Dieses Beispiel bezieht sich nur auf natürliche Zahlen.

2

Médée (»Medea«) II,16.

Kontingenz der Existenz

1

Warum sind meine Kenntnisse und meine Größe beschränkt, und warum dauert mein Dasein nur annähernd hundert und nicht vielmehr tausend Jahre? Welchen Grund hat die Natur gehabt, mir ein solches Leben zu geben und diesen Lebenskreis eher als einen anderen in der Unendlichkeit auszuwählen, wo es doch für die Wahl des einen oder des anderen keinen zwingenderen Grund gegeben hat, da keiner von beiden größere Anziehungskraft besaß?

194/208

2

Wenn ich die kurze Dauer meines Lebens betrachte, das von der vorhergehenden und der darauffolgenden Ewigkeit aufgesogen wird– memoria hospitis unius diei praetereuntis (»[und wie] man eines vergißt, der nur einen Tag Gast gewesen ist«, Weish. 5,15)–, und den kleinen Raum, den ich ausfülle und den ich noch dazu von der unendlichen Unermeßlichkeit der Räume verschlungen sehe, die ich nicht kenne und die mich nicht kennen, so gerate ich in Schrecken und erstaune, mich eher hier als dort zu sehen, denn es gibt keinen Grund, warum es eher hier als dort ist, warum jetzt und nicht vielmehr früher. Wer hat mich dorthin gebracht? Durch wessen Gebot und Führung sind dieser Ort und diese Zeit mir bestimmt worden?

68/205

3

Ich fühle, daß es für mich möglich ist, nicht gelebt zu haben, denn das Ich besteht in meinem Denken; also würde ich, der ich denke, nicht gelebt haben, wenn meine Mutter getötet worden wäre, bevor ich zum Leben erwacht wäre, also bin ich kein notwendiges Wesen. Ich bin auch nicht ewig oder unendlich, aber ich sehe sehr wohl, daß es in der Natur ein notwendiges, ewiges und unendliches Wesen gibt.

**Inhalt der Datensätze:**
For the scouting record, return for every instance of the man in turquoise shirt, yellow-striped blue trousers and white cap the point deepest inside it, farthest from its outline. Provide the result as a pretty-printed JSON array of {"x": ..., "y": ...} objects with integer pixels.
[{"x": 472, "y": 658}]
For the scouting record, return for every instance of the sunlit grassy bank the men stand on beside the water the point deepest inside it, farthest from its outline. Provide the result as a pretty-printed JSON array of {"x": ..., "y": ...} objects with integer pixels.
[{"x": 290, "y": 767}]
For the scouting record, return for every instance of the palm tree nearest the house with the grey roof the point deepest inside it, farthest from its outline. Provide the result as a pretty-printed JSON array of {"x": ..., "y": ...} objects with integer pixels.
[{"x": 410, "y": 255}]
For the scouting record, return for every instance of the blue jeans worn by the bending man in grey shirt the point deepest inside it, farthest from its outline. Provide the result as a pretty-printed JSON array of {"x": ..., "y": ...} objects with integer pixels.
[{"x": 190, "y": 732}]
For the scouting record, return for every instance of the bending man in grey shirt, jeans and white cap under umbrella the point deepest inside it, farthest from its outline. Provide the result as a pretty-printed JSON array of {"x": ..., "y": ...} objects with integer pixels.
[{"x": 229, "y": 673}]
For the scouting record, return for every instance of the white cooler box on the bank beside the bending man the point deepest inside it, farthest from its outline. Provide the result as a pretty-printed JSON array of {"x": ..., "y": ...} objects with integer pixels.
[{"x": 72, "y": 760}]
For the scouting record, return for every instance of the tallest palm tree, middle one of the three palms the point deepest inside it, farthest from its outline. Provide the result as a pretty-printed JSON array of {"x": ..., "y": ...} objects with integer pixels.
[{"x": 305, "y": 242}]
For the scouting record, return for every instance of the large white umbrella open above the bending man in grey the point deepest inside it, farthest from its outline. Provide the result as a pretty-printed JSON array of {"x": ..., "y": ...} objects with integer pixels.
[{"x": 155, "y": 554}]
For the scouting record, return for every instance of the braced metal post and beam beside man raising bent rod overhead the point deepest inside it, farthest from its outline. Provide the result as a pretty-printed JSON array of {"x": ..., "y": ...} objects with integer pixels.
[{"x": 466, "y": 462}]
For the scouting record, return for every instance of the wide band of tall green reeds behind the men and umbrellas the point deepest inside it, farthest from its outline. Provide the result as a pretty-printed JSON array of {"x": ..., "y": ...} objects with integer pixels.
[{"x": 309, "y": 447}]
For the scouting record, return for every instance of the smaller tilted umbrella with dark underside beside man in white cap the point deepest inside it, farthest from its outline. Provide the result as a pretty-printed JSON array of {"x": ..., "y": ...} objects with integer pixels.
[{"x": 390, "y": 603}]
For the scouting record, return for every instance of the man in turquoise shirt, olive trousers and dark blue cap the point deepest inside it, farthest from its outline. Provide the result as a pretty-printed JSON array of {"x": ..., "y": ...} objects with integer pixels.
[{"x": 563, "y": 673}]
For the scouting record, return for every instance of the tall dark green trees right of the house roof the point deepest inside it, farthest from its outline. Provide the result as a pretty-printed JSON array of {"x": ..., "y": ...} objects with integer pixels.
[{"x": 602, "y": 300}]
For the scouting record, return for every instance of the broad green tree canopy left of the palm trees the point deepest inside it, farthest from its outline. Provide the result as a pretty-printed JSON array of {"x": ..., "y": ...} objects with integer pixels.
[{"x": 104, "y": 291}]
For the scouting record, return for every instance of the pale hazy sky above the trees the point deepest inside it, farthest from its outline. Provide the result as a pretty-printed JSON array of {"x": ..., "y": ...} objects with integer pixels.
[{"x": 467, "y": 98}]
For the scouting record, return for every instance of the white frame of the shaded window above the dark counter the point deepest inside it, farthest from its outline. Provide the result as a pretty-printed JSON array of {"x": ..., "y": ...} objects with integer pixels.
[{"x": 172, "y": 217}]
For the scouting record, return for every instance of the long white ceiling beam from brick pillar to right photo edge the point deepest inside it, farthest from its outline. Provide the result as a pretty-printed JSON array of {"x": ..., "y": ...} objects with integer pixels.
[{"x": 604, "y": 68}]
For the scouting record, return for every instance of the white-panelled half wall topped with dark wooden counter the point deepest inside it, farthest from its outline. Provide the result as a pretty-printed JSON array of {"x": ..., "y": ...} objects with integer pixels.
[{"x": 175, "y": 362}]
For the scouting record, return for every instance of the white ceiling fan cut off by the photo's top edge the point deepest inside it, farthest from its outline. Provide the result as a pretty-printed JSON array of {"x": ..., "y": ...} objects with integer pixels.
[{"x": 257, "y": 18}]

**Was zu tun ist:**
a: Worin besteht laut dem Textauszug über die Kontingenz der Existenz das Ich?
b: Führe den Textauszug über die Kontingenz der Existenz nach seinem letzten Satz weiter.

**Lösungen je Aufgabe:**
a: Das Ich besteht im Denken.

b:
135/469

4

Wenn ich die Verblendung und das Elend der Menschen sehe, wenn ich bedenke, wie das ganze Weltall stumm ist und der Mensch ohne Erkenntnisvermögen sich selbst überlassen bleibt und sich in diesen Winkel des Weltalls gleichsam verirrt hat, ohne zu wissen, wer ihn dahin gebracht hat, wozu er dorthin gekommen ist, was aus ihm nach seinem Tode wird, so gerate ich, jeglicher Erkenntnis unfähig, in Schrecken wie ein Mensch, den man schlafend auf eine wüste und grauenerregende Insel gebracht hätte und der erwachte, ohne sich zurechtzufinden und ohne eine Möglichkeit, von dort wegzukommen. Und darauf erstaune ich, wie man denn angesichts eines solch elenden Zustands nicht in Verzweiflung gerät. Ich sehe andere Menschen in meiner Umgebung, die eine ähnliche Wesensart haben. Ich frage sie, ob sie besser als ich unterrichtet seien. Sie antworten mir mit nein, und darauf haben diese jämmerlichen Verirrten sich umgesehen und ein paar angenehme Dinge entdeckt, und sie haben sich ihnen ergeben und sie ins Herz geschlossen. Was nun mich betrifft, so konnte ich eine derartige Bindung nicht eingehen, und da ich bedachte, wieviel mehr äußeren Schein als etwas anderes es in dem, was ich sehe, gibt, habe ich geprüft, ob dieser Gott nicht irgendein Zeichen seiner selbst hinterlassen hätte.[…]

198/693

Mitte zwischen Alles und Nichts

5

Das ewige Schweigen dieser unendlichen Räume erschreckt mich.

201/206

6

Jeder ist für sich selbst alles, denn bei seinem Tode ist für ihn alles tot. Und daher kommt es, daß jeder glaubt, allen alles zu sein. Man muß die Natur nicht nach uns, sondern nach ihr selbst beurteilen.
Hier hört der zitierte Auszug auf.